**Extracto del documento**
########################################

La bajante del Río de la Plata,
ocurrida hace pocos días, volvió
a poner de manifiesto, entre otras
lacras costeras, la subsistencia de
la absoluta degradación del
Riachuelo. Problema endémico
y denigrante que se viene arrastrando
desde hace mucho más de un
siglo y que aún sigue sin solución
a la vista, por exclusiva causa de
la indiferencia y la desidia de las
autoridades.
Ese maloliente curso de turbio líquido
que alguna vez fue agua transparente,
denominado Matanza, desde su nacimiento
en Cañuelas hasta el puente
de la Noria, y Riachuelo a partir
de este último punto hasta
la desembocadura, fluye -es un decir-
a lo largo de once municipios bonaerenses
y del territorio de la ciudad autónoma
de Buenos Aires. Su cuenca abarca
2300 kilómetros cuadrados y
la masa de sus emanaciones afecta
la calidad de vida de alrededor de
4.800.000 seres humanos. Ello sea
dicho sin contar que, según
informes recientes, tres organismos
diferentes tienen jurisdicción
sobre el río en sí y
por lo menos otros diez intervienen
en el control de sus efluentes y participan
de los proyectos de saneamiento.
Pero ni la Nación, ni la ciudad
autónoma, ni los municipios
provinciales parecen preocuparse en
demasía por la existencia de
ese agravio ecológico que en
tantas oportunidades ha sido definida
como una suerte de cloaca a cielo
abierto .
Con su superficie atiborrada de desperdicios
de toda clase -embarcaciones abandonadas,
cadáveres de animales, efluentes
cloacales, aguas servidas, residuos
industriales o domésticos,
etcétera- y su lecho hondamente
impregnado de metales pesados venenosos
y otras sustancias tóxicas,
el Matanza-Riachuelo es una bomba
de tiempo que late, sin que se sepa
cuándo hará eclosión,
en medio del conglomerado urbano más
densamente poblado de todo el país.

########################################

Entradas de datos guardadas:

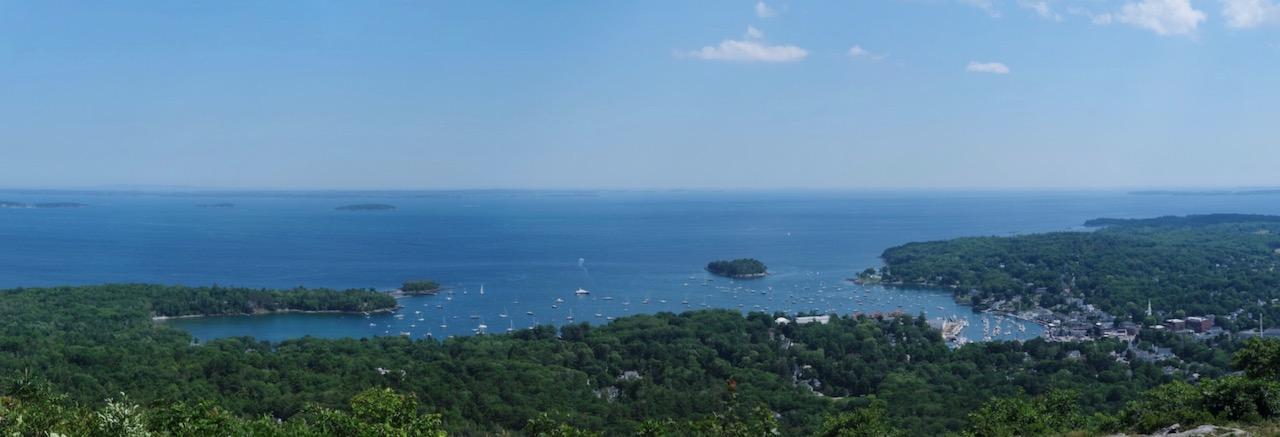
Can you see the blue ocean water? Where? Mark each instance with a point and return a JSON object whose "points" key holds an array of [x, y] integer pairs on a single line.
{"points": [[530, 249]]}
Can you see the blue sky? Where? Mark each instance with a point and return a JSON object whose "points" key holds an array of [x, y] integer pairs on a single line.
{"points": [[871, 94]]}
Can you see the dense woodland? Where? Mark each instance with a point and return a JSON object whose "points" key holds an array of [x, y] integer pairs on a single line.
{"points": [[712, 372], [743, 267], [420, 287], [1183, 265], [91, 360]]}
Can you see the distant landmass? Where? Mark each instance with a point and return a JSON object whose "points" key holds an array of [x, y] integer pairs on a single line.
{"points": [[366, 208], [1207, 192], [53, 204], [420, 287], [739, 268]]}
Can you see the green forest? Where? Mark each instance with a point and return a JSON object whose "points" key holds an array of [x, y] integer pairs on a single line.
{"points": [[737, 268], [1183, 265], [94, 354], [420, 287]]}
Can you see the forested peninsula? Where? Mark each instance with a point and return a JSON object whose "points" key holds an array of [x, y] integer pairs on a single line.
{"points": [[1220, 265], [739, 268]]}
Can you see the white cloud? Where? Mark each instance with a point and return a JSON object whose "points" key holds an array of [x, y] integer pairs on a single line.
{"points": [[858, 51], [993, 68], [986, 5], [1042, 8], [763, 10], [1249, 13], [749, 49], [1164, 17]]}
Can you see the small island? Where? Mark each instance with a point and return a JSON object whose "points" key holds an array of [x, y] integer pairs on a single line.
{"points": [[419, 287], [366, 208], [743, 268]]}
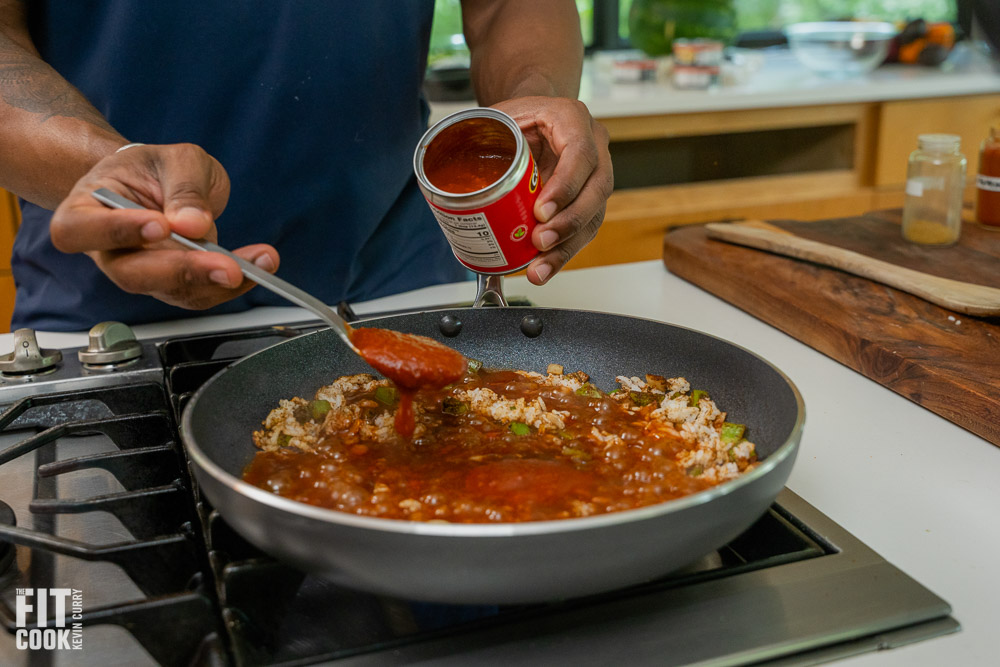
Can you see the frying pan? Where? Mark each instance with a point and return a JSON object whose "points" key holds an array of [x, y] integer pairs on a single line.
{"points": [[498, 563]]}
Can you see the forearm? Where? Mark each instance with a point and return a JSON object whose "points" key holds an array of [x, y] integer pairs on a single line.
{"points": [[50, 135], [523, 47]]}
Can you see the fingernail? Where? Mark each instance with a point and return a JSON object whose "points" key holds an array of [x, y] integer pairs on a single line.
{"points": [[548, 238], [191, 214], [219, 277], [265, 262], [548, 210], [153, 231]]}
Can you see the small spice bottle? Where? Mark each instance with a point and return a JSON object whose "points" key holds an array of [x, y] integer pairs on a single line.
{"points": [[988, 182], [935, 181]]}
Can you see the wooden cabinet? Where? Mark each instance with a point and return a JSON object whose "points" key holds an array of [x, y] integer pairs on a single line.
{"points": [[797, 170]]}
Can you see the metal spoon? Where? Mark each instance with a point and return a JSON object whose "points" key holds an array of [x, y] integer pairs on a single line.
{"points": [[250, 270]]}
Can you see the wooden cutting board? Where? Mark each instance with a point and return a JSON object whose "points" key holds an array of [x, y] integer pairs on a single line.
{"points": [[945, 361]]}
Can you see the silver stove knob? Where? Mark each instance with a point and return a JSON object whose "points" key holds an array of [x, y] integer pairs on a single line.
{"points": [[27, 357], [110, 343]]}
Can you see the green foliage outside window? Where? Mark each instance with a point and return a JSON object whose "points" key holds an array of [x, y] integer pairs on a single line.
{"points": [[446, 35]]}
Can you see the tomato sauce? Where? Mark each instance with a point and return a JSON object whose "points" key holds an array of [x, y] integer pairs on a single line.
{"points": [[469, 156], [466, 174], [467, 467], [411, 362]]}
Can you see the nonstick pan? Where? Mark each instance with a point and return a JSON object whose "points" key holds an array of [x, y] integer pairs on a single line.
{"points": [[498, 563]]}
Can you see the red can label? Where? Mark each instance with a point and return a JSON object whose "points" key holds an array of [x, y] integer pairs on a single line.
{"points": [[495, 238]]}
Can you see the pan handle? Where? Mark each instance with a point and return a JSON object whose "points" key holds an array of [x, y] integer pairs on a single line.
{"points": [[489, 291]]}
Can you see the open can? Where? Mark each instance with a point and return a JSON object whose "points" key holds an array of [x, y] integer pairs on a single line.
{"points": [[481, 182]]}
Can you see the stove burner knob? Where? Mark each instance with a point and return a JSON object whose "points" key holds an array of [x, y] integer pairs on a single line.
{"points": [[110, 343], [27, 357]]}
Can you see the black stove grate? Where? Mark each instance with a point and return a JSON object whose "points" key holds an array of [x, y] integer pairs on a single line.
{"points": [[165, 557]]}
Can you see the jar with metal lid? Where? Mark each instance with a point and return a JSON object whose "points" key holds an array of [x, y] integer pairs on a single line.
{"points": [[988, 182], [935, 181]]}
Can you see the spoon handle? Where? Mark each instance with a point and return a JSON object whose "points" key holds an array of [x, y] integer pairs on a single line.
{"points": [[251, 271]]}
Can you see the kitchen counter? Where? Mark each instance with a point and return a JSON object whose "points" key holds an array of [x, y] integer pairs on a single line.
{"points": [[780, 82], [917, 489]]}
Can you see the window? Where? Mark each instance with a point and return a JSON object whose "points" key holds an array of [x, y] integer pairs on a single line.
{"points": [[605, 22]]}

########################################

**Instrucciones de la tarea**
Retoma el texto sobre la degradación del Riachuelo y continúalo a partir de su última oración. Estos datos proceden de otra fuente.

**Resultado del ejercicio**
Y ésa no es su única
característica distintiva.
A partir del momento en que los saladeros
comenzaron a utilizarlo como basurero
-pleno siglo XIX, dando principio
a la lenta e implacable agonía
del riacho que, en aquel entonces,
tenía aguas más o menos
limpias, era navegable y estaba poblado
de peces-, y hasta nuestros días,
ha dado motivo a una gran cantidad
de promesas frustradas, inexplicables
postergaciones, misteriosas inversiones
con destino incierto y, en definitiva,
proyectos incumplidos.
Si algo no le faltó al Matanza-Riachuelo
fue, precisamente, anuncios grandilocuentes
que se diluyeron llegado el momento
de hacerlos efectivos. Por ejemplo,
los ya célebres mil días,
tras los cuales, según quien
en ese momento se desempeñaba
como secretaria de Medio Ambiente,
María Julia Alsogaray, hasta
volvería a albergar fauna acuática.
En 1898, La Nación alzó
su voz para denunciar a varias industrias
que arrojaban sus desechos al Riachuelo.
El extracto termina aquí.